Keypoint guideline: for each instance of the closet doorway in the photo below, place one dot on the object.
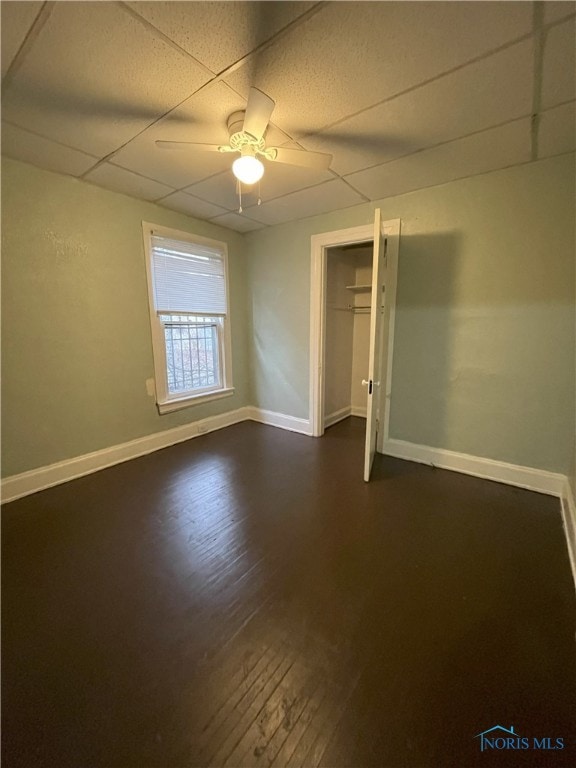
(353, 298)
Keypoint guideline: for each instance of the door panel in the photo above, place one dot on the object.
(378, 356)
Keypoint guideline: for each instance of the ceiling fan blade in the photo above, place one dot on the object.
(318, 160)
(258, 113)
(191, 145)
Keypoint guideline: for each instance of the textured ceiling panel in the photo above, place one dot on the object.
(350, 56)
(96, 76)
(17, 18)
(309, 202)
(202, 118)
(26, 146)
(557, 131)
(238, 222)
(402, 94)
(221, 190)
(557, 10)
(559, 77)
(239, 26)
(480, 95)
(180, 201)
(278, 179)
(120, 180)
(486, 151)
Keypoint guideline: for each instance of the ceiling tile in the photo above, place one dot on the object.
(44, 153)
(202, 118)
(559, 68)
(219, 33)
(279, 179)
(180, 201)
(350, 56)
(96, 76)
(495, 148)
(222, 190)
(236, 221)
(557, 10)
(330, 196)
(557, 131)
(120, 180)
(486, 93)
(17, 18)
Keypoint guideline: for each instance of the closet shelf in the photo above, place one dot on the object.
···
**PROBLEM STATEMENT**
Please retype, exactly as written, every line from the line containing "Keypoint guideline: for each instance of the ceiling tile" through the last line of the records above, including both of those lines, and nothing else.

**COMPLETED TASK**
Keypoint guideline: for each instance of the ceiling tile in the photo above, place one dot on the object.
(44, 153)
(202, 118)
(559, 68)
(219, 33)
(279, 179)
(180, 201)
(350, 56)
(96, 76)
(495, 148)
(222, 190)
(236, 221)
(557, 10)
(330, 196)
(557, 131)
(120, 180)
(486, 93)
(17, 18)
Keypoint guideline: for each instance of the closet shelf in the photo above, place one dot on the object.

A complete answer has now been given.